> **Given task**
Update the data from the line containing "Draw the outline of every instance of the <item>farm" through the line containing "186], [238, 189]]]" by replacing "stubble field" with "harvested field" and changing nothing else. Return only those lines.

○ ○ ○

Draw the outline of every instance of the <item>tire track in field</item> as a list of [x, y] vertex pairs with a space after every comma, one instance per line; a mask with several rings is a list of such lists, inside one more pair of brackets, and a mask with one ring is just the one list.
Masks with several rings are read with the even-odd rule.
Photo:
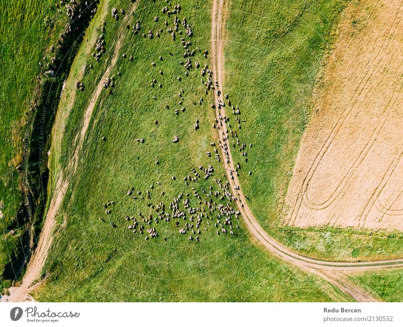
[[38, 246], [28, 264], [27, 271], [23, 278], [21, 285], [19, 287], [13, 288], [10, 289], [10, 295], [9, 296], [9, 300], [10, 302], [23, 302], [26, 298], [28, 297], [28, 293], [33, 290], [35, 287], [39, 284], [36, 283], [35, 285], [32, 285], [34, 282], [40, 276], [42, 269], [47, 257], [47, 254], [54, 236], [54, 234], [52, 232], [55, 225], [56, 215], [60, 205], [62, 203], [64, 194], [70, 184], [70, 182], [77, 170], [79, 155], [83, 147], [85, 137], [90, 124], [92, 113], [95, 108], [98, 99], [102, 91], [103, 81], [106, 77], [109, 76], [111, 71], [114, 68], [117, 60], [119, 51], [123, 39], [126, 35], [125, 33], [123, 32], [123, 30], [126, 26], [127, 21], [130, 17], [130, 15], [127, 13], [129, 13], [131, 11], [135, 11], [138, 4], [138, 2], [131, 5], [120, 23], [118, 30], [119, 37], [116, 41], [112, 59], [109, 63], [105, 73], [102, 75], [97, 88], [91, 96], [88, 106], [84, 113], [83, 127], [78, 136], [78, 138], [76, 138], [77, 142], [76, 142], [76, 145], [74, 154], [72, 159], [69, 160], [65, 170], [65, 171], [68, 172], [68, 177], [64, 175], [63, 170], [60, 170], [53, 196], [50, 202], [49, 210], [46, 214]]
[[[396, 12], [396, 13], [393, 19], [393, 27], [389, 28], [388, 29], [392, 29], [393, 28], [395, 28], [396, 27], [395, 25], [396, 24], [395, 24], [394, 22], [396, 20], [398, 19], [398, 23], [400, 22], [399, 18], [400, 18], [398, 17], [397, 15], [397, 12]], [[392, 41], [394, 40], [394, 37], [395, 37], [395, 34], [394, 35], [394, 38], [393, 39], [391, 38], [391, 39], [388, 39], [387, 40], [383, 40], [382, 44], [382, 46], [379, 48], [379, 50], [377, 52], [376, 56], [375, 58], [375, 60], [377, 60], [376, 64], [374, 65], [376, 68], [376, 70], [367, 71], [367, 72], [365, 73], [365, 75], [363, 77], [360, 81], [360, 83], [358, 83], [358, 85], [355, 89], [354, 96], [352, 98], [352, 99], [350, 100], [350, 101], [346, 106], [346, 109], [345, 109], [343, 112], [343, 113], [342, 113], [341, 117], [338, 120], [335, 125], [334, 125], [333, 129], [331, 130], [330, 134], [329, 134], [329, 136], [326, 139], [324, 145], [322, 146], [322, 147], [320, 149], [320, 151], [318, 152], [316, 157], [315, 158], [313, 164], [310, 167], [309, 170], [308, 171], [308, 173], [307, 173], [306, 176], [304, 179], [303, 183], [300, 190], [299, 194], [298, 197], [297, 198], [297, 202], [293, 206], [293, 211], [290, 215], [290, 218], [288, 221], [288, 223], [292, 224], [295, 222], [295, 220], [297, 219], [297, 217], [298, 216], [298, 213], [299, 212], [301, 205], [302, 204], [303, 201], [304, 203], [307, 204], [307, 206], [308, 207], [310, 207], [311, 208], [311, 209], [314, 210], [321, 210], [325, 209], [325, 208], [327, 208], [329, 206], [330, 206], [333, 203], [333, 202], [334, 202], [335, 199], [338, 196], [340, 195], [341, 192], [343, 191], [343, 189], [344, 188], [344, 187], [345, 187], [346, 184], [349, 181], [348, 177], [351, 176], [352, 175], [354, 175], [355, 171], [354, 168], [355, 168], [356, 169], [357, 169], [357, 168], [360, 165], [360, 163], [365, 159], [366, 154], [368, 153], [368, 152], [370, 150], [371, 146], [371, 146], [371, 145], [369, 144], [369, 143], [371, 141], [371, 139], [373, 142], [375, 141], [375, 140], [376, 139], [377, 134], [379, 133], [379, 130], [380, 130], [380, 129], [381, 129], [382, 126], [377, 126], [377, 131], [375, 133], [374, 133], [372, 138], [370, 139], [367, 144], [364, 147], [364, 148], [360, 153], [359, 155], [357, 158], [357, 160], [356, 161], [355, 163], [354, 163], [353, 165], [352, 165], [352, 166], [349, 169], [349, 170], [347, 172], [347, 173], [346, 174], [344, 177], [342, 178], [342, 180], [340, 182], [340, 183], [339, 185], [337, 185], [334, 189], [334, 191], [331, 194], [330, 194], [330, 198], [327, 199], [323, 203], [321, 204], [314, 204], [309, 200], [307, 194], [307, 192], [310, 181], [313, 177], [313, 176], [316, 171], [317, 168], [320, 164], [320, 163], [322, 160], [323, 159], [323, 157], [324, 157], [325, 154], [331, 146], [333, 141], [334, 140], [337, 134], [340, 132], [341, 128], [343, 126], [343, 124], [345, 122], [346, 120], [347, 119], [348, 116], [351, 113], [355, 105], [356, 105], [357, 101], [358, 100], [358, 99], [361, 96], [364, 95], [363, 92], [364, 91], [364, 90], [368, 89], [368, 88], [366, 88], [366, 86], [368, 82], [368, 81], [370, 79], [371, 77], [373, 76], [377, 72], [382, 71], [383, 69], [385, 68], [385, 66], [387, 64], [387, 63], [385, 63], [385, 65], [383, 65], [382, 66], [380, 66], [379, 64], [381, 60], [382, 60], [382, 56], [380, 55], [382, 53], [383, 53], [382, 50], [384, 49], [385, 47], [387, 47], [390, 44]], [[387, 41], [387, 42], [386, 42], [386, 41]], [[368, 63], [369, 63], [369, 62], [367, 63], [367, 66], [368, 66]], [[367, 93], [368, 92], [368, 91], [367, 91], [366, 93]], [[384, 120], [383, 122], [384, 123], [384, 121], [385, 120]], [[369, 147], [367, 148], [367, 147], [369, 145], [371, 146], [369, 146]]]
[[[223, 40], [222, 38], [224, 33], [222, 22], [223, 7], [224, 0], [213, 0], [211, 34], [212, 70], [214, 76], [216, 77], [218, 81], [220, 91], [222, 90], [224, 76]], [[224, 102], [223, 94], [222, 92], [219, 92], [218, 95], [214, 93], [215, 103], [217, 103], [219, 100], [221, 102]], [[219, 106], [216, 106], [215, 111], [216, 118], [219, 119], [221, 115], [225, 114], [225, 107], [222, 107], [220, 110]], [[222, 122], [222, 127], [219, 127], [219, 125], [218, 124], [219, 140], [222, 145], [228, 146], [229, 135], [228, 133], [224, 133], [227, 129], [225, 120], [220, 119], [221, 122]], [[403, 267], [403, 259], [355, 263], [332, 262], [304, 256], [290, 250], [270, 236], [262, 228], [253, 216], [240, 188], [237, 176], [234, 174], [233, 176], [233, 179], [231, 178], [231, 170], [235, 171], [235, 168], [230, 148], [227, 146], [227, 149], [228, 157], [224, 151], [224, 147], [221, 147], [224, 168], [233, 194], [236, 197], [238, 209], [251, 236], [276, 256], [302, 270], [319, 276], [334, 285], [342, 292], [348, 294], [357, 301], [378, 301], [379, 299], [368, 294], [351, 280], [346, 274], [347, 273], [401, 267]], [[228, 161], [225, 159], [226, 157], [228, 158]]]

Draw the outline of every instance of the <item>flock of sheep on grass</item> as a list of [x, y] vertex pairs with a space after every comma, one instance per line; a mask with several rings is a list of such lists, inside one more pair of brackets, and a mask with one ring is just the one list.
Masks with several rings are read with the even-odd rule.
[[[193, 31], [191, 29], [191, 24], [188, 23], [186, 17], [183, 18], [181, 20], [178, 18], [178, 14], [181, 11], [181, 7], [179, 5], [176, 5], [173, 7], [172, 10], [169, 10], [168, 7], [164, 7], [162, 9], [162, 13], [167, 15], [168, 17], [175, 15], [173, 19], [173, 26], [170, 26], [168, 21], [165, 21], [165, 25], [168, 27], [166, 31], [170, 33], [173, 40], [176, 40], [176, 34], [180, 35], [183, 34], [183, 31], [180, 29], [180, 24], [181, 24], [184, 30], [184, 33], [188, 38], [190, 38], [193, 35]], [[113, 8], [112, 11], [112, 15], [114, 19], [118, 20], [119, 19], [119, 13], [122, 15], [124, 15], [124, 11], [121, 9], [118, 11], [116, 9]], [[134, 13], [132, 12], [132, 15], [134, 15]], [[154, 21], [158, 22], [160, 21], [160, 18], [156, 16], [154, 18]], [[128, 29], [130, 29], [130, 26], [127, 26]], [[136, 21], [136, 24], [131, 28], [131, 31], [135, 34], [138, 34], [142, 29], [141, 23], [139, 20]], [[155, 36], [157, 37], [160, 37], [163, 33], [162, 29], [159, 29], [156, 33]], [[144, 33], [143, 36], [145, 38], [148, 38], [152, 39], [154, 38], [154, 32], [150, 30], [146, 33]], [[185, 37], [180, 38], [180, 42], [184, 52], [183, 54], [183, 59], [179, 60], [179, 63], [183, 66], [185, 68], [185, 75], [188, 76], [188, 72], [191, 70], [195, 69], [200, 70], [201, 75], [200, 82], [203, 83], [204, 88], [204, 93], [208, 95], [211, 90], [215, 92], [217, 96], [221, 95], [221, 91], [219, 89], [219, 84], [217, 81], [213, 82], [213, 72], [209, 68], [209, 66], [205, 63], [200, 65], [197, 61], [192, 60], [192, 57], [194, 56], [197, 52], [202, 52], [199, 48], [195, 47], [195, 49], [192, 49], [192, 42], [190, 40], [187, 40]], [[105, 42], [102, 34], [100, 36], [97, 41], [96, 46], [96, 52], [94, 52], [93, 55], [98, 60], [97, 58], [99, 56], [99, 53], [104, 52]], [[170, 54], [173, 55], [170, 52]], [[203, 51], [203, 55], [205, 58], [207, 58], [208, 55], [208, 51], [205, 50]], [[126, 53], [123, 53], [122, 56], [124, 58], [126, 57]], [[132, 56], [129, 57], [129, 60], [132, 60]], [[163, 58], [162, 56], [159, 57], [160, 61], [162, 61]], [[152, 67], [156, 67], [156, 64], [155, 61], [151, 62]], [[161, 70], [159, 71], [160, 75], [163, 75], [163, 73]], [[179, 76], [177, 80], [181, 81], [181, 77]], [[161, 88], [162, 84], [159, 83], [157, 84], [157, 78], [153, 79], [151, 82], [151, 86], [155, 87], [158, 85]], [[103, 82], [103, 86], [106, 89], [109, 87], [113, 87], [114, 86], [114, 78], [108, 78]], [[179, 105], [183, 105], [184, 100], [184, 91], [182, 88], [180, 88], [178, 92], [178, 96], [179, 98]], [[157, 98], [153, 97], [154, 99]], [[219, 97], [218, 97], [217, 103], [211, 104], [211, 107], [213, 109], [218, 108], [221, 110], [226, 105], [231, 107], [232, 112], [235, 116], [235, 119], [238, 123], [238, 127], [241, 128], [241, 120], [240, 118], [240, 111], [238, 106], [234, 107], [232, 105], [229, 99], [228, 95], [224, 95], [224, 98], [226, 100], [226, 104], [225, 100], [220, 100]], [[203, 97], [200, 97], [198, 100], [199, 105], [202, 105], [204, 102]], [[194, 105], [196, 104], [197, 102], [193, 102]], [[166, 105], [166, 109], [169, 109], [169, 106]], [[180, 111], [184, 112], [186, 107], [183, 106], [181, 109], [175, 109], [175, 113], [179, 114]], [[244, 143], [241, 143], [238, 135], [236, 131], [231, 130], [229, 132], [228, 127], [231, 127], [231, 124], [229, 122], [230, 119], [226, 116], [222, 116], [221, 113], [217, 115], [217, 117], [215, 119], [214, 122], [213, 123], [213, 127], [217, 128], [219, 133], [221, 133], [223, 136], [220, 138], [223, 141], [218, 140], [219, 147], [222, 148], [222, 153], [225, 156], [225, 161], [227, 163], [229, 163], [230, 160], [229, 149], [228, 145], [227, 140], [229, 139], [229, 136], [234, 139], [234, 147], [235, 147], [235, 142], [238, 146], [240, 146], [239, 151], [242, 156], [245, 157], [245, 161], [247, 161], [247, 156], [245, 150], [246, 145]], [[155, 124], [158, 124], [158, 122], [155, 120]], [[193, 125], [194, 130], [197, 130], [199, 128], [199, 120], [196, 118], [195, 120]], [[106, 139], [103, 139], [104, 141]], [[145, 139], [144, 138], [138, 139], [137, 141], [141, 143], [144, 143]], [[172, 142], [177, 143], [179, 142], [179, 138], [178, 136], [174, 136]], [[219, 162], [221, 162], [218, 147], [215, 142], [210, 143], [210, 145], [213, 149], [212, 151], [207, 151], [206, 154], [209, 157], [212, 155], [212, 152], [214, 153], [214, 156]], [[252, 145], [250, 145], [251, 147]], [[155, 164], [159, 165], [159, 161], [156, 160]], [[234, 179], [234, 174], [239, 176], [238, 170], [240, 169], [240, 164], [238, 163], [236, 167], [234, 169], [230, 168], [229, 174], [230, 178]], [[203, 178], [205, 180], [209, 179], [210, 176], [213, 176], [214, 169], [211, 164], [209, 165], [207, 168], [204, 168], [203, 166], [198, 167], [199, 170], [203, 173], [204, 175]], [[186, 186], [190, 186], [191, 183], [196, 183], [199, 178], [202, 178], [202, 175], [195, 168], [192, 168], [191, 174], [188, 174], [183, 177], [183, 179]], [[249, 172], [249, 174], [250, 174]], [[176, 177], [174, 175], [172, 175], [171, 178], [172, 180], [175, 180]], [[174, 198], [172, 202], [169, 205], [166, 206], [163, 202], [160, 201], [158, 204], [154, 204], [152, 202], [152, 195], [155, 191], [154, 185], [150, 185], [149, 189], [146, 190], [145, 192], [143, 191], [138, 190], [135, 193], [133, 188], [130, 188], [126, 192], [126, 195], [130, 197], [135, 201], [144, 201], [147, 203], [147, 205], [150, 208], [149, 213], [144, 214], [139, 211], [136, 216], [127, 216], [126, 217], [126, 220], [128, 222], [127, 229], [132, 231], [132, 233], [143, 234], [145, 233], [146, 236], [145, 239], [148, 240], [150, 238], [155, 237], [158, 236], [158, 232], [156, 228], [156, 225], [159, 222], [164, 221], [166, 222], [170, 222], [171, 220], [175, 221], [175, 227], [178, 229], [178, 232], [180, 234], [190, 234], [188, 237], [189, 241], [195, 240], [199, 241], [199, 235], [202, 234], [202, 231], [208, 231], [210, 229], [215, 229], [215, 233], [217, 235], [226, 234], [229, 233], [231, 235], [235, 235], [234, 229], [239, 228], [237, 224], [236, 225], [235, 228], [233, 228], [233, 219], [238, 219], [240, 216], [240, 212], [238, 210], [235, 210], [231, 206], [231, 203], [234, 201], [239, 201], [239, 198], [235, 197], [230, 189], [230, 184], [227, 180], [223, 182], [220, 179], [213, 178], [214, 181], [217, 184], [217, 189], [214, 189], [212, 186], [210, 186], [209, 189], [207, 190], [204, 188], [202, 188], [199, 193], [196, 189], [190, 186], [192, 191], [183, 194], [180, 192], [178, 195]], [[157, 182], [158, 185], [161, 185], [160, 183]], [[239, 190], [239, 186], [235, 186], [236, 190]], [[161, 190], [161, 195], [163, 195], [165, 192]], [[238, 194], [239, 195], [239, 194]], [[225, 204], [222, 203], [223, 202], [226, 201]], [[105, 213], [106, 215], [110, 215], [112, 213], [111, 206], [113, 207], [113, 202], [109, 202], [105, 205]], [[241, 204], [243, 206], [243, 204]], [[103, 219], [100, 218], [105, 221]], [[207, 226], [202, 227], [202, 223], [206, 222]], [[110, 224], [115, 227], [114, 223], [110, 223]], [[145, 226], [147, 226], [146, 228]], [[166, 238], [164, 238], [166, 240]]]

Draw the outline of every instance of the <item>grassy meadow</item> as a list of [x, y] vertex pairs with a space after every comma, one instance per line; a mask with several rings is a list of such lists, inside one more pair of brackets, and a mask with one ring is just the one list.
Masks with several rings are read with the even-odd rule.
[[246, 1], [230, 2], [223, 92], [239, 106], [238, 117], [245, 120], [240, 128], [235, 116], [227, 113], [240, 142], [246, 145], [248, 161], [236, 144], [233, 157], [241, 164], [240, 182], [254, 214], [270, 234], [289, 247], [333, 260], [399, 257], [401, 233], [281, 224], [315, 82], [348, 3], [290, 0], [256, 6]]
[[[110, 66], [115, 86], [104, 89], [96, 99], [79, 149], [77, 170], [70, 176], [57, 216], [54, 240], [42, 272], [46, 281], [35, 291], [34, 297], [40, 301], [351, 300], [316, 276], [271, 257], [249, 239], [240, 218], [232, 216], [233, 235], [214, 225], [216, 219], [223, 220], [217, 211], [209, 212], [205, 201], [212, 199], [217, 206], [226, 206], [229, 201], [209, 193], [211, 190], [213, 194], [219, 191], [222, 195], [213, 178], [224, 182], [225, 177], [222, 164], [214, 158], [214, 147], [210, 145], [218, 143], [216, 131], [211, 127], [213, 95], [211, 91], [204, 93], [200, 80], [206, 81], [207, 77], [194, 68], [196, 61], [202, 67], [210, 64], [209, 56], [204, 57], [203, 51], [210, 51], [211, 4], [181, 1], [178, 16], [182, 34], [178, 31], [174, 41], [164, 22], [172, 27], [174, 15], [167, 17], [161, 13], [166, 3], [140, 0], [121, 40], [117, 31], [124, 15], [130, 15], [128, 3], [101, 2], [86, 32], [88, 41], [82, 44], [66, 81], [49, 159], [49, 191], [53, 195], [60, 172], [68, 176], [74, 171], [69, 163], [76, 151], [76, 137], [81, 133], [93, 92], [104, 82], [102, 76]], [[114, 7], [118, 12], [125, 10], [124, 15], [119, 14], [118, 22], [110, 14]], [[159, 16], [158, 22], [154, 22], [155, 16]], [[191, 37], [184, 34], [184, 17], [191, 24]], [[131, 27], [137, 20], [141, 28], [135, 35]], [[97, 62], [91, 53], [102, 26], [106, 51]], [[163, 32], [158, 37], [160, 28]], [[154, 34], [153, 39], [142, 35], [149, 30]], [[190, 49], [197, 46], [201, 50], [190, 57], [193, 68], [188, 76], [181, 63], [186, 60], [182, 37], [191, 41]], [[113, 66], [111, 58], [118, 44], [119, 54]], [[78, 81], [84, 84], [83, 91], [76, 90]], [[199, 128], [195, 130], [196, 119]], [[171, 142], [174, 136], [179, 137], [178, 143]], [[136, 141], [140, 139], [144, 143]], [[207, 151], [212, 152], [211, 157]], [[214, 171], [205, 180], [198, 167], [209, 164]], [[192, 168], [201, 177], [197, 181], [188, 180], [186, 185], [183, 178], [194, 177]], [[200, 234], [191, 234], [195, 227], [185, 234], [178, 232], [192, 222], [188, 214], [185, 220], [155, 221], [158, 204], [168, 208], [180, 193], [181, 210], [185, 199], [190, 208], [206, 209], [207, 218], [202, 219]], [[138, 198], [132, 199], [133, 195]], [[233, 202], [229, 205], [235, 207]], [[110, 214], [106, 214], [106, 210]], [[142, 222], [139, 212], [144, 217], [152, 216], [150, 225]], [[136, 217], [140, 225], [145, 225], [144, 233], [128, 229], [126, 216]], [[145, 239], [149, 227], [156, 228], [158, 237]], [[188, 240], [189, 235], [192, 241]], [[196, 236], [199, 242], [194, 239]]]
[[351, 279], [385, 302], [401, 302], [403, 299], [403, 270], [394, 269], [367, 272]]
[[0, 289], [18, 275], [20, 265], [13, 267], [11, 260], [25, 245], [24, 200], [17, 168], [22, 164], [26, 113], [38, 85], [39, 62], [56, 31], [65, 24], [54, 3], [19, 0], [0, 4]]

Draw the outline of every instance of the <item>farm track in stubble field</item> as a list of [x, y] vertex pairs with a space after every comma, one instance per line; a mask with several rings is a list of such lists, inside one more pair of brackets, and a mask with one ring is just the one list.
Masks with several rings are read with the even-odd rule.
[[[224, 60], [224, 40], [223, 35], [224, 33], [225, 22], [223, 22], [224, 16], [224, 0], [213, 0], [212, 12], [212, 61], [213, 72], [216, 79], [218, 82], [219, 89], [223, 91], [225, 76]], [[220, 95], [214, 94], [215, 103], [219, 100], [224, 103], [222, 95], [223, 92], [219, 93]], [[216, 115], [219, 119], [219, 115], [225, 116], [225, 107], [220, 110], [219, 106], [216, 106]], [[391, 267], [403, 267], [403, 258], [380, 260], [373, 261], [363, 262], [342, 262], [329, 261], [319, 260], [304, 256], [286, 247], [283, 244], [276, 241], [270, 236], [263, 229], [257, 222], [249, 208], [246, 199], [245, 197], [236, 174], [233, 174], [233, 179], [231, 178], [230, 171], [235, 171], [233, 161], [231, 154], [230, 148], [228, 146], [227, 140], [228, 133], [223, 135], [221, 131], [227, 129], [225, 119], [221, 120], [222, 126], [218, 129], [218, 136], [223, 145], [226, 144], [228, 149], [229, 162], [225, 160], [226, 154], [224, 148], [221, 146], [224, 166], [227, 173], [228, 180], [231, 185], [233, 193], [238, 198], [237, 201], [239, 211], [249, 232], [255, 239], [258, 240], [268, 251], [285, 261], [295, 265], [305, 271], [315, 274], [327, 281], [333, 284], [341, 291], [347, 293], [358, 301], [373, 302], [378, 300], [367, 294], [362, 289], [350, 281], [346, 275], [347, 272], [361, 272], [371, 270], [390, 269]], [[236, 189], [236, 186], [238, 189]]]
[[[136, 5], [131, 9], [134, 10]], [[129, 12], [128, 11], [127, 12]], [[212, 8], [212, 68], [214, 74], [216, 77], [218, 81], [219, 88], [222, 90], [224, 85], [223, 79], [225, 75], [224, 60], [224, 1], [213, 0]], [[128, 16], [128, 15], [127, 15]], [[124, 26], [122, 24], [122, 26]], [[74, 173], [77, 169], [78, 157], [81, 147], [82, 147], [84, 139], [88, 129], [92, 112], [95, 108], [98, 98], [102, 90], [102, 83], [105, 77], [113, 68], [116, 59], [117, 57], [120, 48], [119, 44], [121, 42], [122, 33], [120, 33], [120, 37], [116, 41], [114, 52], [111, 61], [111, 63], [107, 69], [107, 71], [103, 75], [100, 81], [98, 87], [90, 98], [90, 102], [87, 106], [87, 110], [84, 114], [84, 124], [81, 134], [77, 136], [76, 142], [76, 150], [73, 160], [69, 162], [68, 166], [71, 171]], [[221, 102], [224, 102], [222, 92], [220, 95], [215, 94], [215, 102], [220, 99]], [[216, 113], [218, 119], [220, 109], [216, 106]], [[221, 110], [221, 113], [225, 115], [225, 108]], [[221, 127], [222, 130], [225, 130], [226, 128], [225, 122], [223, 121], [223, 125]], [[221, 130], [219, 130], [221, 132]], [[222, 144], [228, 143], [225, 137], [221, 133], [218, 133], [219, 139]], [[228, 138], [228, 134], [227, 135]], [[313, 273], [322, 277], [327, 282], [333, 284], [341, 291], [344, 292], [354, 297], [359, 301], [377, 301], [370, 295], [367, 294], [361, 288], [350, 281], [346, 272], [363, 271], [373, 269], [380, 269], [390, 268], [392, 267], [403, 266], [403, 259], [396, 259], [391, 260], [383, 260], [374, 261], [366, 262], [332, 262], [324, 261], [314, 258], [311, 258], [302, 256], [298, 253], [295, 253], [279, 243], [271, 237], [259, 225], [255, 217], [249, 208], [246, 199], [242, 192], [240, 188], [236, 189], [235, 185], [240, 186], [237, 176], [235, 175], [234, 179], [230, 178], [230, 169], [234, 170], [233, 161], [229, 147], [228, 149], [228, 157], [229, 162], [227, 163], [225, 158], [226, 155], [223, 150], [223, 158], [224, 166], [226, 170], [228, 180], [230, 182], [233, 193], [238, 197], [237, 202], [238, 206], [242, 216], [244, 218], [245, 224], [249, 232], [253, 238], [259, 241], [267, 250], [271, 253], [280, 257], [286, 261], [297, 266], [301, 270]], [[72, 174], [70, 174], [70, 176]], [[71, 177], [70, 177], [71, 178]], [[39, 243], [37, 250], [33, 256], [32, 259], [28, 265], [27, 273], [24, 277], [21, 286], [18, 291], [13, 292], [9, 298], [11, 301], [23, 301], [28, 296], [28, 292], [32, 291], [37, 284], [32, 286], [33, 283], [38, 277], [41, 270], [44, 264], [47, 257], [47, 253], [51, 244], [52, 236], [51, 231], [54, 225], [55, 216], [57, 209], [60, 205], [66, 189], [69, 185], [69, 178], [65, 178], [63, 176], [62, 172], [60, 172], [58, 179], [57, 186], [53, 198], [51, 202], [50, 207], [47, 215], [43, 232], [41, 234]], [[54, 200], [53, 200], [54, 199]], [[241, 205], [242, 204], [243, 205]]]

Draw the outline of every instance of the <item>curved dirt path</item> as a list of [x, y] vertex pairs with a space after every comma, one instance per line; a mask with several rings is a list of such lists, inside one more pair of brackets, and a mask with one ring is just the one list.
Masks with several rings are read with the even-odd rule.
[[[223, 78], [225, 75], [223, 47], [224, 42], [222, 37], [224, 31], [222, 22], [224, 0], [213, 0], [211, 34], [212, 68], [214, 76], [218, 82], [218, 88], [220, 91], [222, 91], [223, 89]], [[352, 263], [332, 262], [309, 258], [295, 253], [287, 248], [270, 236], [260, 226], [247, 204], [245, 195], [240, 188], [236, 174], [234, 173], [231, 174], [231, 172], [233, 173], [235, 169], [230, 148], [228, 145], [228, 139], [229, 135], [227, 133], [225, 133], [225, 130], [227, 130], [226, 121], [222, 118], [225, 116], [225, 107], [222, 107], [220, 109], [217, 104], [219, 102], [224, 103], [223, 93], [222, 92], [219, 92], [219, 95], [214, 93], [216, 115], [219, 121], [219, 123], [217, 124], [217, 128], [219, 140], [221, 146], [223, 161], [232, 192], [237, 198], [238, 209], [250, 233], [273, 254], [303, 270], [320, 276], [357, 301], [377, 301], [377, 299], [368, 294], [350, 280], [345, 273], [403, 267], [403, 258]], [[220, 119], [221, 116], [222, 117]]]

○ ○ ○

> **Full solution**
Draw the outline of every instance of the <item>farm track in harvested field</item> as a list of [x, y] vertex pairs with a space after every comma, one instance per line; a mask with several rings is a list of such lists, inside one more pair of brackets, and a mask with one ring is just the one list.
Masks with several rings are read with the even-odd rule.
[[[224, 60], [224, 40], [223, 35], [224, 33], [225, 22], [223, 22], [224, 16], [224, 0], [213, 0], [212, 12], [212, 61], [213, 72], [216, 79], [218, 82], [219, 89], [223, 91], [225, 76]], [[220, 95], [214, 94], [215, 103], [219, 100], [224, 103], [222, 95], [223, 92], [219, 93]], [[216, 115], [219, 119], [219, 115], [225, 116], [225, 107], [220, 110], [219, 106], [216, 106]], [[391, 267], [403, 267], [403, 258], [380, 260], [373, 261], [363, 262], [342, 262], [329, 261], [319, 260], [304, 256], [286, 247], [283, 244], [276, 241], [270, 236], [263, 229], [257, 222], [249, 208], [246, 199], [245, 197], [236, 174], [233, 174], [233, 179], [231, 178], [230, 171], [235, 171], [233, 161], [231, 154], [230, 148], [228, 146], [227, 140], [228, 133], [223, 135], [221, 131], [227, 129], [225, 119], [221, 120], [222, 126], [218, 129], [218, 136], [223, 145], [226, 144], [228, 149], [229, 162], [225, 160], [226, 154], [224, 148], [221, 146], [224, 166], [227, 173], [228, 180], [231, 185], [233, 193], [238, 198], [237, 201], [239, 211], [249, 232], [255, 239], [258, 240], [268, 251], [285, 261], [295, 265], [305, 271], [315, 274], [327, 281], [333, 284], [341, 291], [347, 293], [358, 301], [373, 302], [378, 300], [367, 294], [362, 289], [350, 281], [346, 275], [347, 272], [361, 272], [371, 270], [390, 269]], [[236, 189], [236, 186], [238, 189]]]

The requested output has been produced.